What to return is the tail of the data, from the line that contains "Target: photographer" down to the last line, copied exactly.

**SOURCE DATA**
◆ ◆ ◆ ◆ ◆ ◆ ◆

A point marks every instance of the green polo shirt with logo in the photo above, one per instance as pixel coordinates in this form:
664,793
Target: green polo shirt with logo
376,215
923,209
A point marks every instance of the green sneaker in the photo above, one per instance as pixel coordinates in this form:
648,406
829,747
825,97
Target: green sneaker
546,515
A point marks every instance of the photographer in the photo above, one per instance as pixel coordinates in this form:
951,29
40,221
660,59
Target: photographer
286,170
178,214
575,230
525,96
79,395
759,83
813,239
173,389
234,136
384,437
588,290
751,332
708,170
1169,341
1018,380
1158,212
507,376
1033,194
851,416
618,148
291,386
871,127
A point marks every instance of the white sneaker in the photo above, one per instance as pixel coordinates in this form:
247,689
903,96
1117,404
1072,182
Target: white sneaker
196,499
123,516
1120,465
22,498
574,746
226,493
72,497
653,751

◆ ◆ ◆ ◆ ◆ ◆ ◆

**RESPONSE TO THIS EXERCISE**
Target: photographer
286,170
178,214
575,230
525,96
79,395
759,83
813,239
173,389
234,136
384,437
588,290
751,332
708,170
1169,341
1018,380
1158,212
507,376
1033,194
851,416
618,148
291,386
871,127
A point marks every instance of the white sneaker in the photo above, one per instance as pixel coordinates in this form:
247,689
903,96
1117,404
1072,182
Target: white sneaker
196,499
123,516
1120,465
22,498
574,746
226,493
72,497
653,751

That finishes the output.